[Provided text]:

##############################

Mortgage Rates Still on the Rise: Even Higher Rates Expected
Mortgage rates have continued to climb for the fifth week in a row, resulting in a nine-month high.
The latest data released by Freddie Mac on the 18th of March shows that the average 30-year fixed-rate mortgage has jumped to 3.09%, the highest it has been since June of 2020. The 15-year fixed-rate mortgage followed suit at 2.40%. The 30-year rate was at 3.05% the week before, and it started 2021 at 2.65%. The 15-year rate started the year at 2.16% and was at 2.38% the week earlier.
“As expected, mortgage rates continued to inch up but are still hovering around 3%, keeping interested buyers in the market,” according to Sam Khater, a chief economist at Freddie Mac.
While the rates for mortgages and refinancing have increased, they are still at historic lows. This has resulted in fixed-rate mortgages offering better value than adjustable-rate mortgages, which may see further increases as the economy recovers from the effects of the COVID-19 pandemic.
Experts expect rates to rise throughout the year due to the expected economic recovery and stabilizing actions taken by the Federal Reserve.
Even though the Federal Reserve doesn’t adjust mortgage rates, the policies it enacts may influence them. The Federal Reserve has been buying bonds during the pandemic, and it has consistently spent $120 billion per month, which has had a stabilizing impact on mortgage rates.
“Economic signs are pointing toward a post-pandemic return to normality, a welcome development as spring approaches. While we expect rates to remain favorable, especially in light of historical trends, the upward move is capping many buyers’ budgets and trimming their ability to qualify for more expensive homes,” George Ratiu, senior economist at Move, Inc, said.
With record-low interest rates, 2020 saw a significant increase in mortgages and refinancing. Mortgages in the US amounted to $4.3 trillion, with $2.8 trillion consisting of refinancing. This is an all-time record according to a report from Black Knight, a mortgage monitoring company. However, between February and March, the number of homeowners for whom refinancing would be a sensible option fell from 18 million to 12.9 million.

##############################

Region pointing data
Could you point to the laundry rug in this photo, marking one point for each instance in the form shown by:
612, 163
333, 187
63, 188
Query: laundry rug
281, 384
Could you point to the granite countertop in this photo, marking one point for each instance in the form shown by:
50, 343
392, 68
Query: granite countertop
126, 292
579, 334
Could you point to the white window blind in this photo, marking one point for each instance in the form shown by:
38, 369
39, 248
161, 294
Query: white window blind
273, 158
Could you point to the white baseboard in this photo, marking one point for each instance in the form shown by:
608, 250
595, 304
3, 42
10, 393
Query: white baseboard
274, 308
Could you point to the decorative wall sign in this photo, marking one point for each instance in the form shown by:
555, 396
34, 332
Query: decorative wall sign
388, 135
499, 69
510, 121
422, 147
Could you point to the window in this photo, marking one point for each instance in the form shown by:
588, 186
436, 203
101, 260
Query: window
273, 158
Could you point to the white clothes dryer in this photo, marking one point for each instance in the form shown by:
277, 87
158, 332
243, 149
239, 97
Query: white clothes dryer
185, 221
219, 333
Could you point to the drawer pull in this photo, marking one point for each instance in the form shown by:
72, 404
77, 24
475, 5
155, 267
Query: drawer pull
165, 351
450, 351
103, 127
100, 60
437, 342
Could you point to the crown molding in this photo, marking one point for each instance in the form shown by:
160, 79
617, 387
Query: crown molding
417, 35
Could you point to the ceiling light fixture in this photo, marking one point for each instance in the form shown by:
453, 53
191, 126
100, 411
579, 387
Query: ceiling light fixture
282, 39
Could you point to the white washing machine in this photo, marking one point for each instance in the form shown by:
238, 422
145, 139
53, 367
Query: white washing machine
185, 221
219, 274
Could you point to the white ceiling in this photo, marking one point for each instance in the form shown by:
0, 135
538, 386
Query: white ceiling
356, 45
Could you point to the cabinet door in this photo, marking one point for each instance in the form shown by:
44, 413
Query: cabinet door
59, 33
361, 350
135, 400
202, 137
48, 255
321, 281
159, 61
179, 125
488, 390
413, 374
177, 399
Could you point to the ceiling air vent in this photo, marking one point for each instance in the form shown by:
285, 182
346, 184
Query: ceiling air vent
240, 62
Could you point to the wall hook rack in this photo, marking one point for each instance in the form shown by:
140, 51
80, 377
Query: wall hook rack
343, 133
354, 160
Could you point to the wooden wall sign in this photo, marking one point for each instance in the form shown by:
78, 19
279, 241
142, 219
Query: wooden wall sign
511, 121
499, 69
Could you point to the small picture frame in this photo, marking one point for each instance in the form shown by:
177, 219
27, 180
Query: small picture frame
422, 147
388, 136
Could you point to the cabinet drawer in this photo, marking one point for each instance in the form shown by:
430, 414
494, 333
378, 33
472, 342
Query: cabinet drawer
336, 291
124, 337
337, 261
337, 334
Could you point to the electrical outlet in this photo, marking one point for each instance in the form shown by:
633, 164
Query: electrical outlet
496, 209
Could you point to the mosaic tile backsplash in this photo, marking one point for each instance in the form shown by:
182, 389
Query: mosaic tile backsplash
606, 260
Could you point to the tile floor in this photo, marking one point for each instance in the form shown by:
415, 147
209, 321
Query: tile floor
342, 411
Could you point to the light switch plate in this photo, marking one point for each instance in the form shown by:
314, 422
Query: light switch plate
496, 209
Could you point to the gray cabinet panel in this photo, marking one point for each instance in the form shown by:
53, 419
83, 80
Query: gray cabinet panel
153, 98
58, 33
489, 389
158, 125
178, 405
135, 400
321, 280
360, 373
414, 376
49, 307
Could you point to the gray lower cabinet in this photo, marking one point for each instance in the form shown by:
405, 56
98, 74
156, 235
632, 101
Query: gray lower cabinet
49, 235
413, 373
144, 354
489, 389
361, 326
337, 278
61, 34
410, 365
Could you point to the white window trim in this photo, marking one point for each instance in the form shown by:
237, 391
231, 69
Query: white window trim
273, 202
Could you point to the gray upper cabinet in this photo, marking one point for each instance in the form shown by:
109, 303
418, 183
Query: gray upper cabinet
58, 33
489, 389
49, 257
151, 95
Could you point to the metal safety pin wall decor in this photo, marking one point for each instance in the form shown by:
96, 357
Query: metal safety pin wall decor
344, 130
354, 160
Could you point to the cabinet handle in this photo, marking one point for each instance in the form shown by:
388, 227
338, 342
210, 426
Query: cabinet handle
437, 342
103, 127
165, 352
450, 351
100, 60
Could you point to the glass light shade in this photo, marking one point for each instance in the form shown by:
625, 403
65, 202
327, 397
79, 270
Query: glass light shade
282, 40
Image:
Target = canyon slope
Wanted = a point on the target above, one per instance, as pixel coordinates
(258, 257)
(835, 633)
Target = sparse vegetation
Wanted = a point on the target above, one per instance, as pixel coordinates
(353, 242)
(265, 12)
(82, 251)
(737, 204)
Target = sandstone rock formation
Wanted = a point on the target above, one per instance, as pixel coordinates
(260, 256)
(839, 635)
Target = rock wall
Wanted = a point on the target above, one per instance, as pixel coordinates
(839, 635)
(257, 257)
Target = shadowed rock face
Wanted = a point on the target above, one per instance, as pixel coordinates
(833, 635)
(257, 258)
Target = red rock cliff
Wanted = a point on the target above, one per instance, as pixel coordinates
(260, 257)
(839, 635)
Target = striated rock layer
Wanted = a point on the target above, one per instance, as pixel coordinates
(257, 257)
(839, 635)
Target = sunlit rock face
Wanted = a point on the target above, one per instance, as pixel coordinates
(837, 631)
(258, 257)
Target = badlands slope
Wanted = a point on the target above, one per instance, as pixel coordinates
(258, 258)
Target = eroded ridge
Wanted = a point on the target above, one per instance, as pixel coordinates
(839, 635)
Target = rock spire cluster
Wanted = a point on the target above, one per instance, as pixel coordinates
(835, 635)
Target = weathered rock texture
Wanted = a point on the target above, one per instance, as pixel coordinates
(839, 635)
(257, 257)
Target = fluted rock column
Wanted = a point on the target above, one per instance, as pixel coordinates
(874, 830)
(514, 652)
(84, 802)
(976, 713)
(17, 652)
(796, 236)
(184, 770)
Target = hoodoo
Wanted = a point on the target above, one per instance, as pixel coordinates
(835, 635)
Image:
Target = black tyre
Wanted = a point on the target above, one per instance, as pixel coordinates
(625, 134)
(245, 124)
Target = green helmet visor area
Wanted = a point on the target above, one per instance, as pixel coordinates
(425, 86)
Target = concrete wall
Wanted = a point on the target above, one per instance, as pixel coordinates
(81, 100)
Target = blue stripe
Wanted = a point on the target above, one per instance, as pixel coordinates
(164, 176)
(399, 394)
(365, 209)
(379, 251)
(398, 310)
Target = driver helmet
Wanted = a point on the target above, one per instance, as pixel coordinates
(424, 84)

##############################

[Your tasks]:
a – In the mortgage rates article, rewrite everything from "Experts expect rates" down to "Move, Inc, said.", putting "Fed" in place of "Federal Reserve".
b – Translate this sentence from the mortgage rates article into Spanish: "Experts expect rates to rise throughout the year due to the expected economic recovery and stabilizing actions taken by the Federal Reserve."

[Expected results]:
a –
Experts expect rates to rise throughout the year due to the expected economic recovery and stabilizing actions taken by the Fed.
Even though the Fed doesn’t adjust mortgage rates, the policies it enacts may influence them. The Fed has been buying bonds during the pandemic, and it has consistently spent $120 billion per month, which has had a stabilizing impact on mortgage rates.
“Economic signs are pointing toward a post-pandemic return to normality, a welcome development as spring approaches. While we expect rates to remain favorable, especially in light of historical trends, the upward move is capping many buyers’ budgets and trimming their ability to qualify for more expensive homes,” George Ratiu, senior economist at Move, Inc, said.

b – Los expertos prevén que las tasas suban a lo largo del año debido a la recuperación económica esperada y a las medidas estabilizadoras adoptadas por la Reserva Federal.